■ Entries on locating named things ■
»»

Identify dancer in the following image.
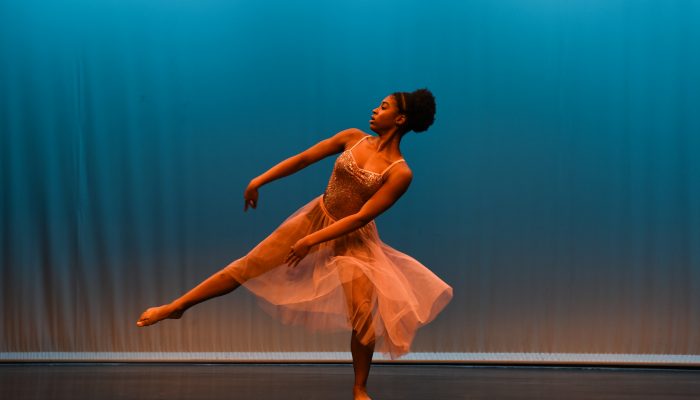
[137,89,452,399]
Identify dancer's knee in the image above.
[352,300,374,337]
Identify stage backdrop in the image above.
[0,0,700,363]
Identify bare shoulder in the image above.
[333,128,368,147]
[386,162,413,187]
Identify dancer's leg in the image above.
[343,270,375,400]
[350,331,374,400]
[136,270,241,326]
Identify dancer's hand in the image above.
[243,180,258,212]
[284,238,311,267]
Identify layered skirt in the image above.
[224,196,452,358]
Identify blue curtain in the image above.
[0,0,700,355]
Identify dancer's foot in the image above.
[352,386,372,400]
[136,304,185,326]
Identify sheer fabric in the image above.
[224,136,452,358]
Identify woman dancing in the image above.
[136,89,452,399]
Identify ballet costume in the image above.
[224,135,452,359]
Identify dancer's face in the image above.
[369,95,406,134]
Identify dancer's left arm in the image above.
[285,166,413,267]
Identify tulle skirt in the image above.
[224,196,452,358]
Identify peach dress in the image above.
[224,135,452,358]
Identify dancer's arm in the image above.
[243,128,364,211]
[285,165,413,266]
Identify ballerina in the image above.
[136,89,452,400]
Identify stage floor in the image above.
[0,363,700,400]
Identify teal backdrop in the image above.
[0,0,700,361]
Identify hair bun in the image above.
[406,89,435,132]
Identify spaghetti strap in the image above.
[381,158,406,175]
[348,135,372,150]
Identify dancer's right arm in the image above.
[243,128,365,211]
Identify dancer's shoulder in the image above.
[335,128,370,146]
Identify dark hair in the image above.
[392,89,435,132]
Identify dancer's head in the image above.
[369,89,435,135]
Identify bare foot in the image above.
[136,304,184,326]
[352,386,372,400]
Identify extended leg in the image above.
[136,270,241,326]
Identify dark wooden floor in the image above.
[0,363,700,400]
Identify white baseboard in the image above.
[0,352,700,366]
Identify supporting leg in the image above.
[136,270,241,326]
[343,270,375,400]
[350,331,374,400]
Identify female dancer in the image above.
[136,89,452,399]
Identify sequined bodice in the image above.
[323,136,403,219]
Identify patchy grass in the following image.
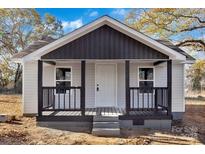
[0,95,22,116]
[0,95,205,145]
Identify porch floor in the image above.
[42,107,167,116]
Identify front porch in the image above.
[37,60,172,121]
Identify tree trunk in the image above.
[14,64,22,93]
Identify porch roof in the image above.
[13,16,194,61]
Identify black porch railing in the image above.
[41,87,81,111]
[129,87,168,112]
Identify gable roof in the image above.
[13,16,193,62]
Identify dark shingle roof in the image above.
[156,40,195,60]
[12,37,56,58]
[12,16,195,60]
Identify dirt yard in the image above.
[0,95,205,145]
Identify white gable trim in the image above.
[21,16,186,62]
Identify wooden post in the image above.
[125,60,130,114]
[80,61,86,115]
[167,60,172,115]
[37,60,43,116]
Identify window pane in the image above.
[56,81,71,93]
[139,68,153,80]
[56,81,71,87]
[139,81,153,87]
[56,68,71,80]
[139,81,153,93]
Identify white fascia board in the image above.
[11,58,23,63]
[22,16,186,61]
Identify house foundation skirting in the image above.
[37,117,172,133]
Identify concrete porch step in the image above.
[92,116,120,137]
[93,116,119,122]
[92,128,120,137]
[93,121,120,128]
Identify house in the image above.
[13,16,194,135]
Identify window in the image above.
[139,67,154,93]
[56,68,71,93]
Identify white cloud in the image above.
[89,11,98,17]
[62,19,83,32]
[111,9,127,16]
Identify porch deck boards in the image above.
[43,107,167,116]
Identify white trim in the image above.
[22,16,186,62]
[94,62,118,107]
[137,66,155,87]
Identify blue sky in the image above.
[36,8,130,33]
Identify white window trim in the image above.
[137,66,155,87]
[54,66,73,94]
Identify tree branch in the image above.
[176,40,205,49]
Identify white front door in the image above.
[95,64,116,107]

««

■ To do ■
Quote every record above exactly, leaving out any pictures.

■ Task response ■
Identify dancer in the following image.
[137,89,452,399]
Identify dancer's knee in the image above.
[352,300,374,337]
Identify stage backdrop in the image above.
[0,0,700,363]
Identify bare shoulder in the image above.
[333,128,368,147]
[386,162,413,187]
Identify dancer's leg in the image above.
[343,270,375,400]
[350,331,374,400]
[136,270,241,326]
Identify dancer's hand in the image above.
[243,180,258,212]
[284,238,311,267]
Identify layered skirt in the image above.
[224,196,452,358]
Identify blue curtain in the image above.
[0,0,700,355]
Identify dancer's foot in the image above.
[352,386,372,400]
[136,304,185,326]
Identify sheer fabric in the image above.
[224,136,452,358]
Identify woman dancing in the image above.
[136,89,452,399]
Identify ballet costume in the image above.
[224,135,452,359]
Identify dancer's face in the image above.
[369,95,406,134]
Identify dancer's left arm in the image above.
[285,166,413,267]
Identify tulle skirt in the image above.
[224,196,452,358]
Identify peach dress in the image above.
[224,135,452,358]
Identify dancer's arm in the image above.
[243,128,364,211]
[285,165,413,266]
Identify ballerina in the image above.
[136,89,452,400]
Identify stage floor in the image above.
[0,363,700,400]
Identify teal backdrop in the image above.
[0,0,700,361]
Identify hair bun in the image above.
[406,89,435,132]
Identify spaghetti strap in the image above.
[381,158,406,175]
[348,135,372,150]
Identify dancer's right arm in the image above.
[243,128,365,211]
Identify dancer's shoulder in the image above.
[335,128,370,146]
Identify dark hair in the image above.
[392,89,435,132]
Identify dancer's head in the image above.
[369,89,435,135]
Identify bare foot in the image above.
[136,304,184,326]
[352,386,372,400]
Identify extended leg in the image above.
[136,270,241,326]
Identify dark wooden floor in the image above.
[0,363,700,400]
Identify white baseboard in the image above.
[0,352,700,366]
Identify supporting leg in the image above.
[136,270,241,326]
[343,270,375,400]
[350,331,374,400]
Identify female dancer in the image above.
[136,89,452,399]
Identify sequined bodice in the image above.
[323,136,403,219]
Identify patchy grass in the following image.
[0,95,22,116]
[0,95,205,145]
Identify porch floor in the image above.
[42,107,167,116]
Identify front porch in the image above.
[37,60,172,121]
Identify tree trunk in the image above.
[14,64,22,93]
Identify porch roof in the image above.
[13,16,194,61]
Identify black porch railing in the image above.
[41,87,81,111]
[129,87,168,112]
Identify gable roof in the image above.
[13,16,193,62]
Identify dark shingle roof in the image above.
[156,40,195,60]
[12,37,56,58]
[12,16,195,60]
Identify dirt yard in the image above.
[0,95,205,145]
Identify white gable trim in the image above.
[21,16,186,62]
Identify wooden post in the image above.
[125,60,130,114]
[80,61,86,115]
[167,60,172,115]
[37,60,43,116]
Identify window pane in the image above.
[56,81,71,93]
[139,68,153,80]
[56,81,71,87]
[139,81,153,87]
[56,68,71,80]
[139,81,153,93]
Identify white fascia board in the image above.
[11,58,23,63]
[22,16,186,61]
Identify house foundation skirting in the image above.
[37,117,172,133]
Identify concrete porch step in the image above.
[92,116,120,137]
[93,116,119,122]
[92,128,120,137]
[93,121,120,128]
Identify house in the image above.
[13,16,194,135]
Identify window in the image above.
[139,67,154,93]
[56,68,71,93]
Identify white cloud in the image above.
[89,11,98,17]
[62,19,83,32]
[111,9,127,16]
Identify porch deck boards in the image above.
[43,107,167,116]
Identify white trim in the image above.
[22,16,186,62]
[94,62,118,107]
[137,66,155,87]
Identify blue sky in the image above.
[36,8,130,33]
Identify white window trim in the image above.
[137,66,155,87]
[54,66,73,94]
Identify tree branch in the image above.
[176,40,205,49]
Identify white front door in the image above.
[95,64,116,107]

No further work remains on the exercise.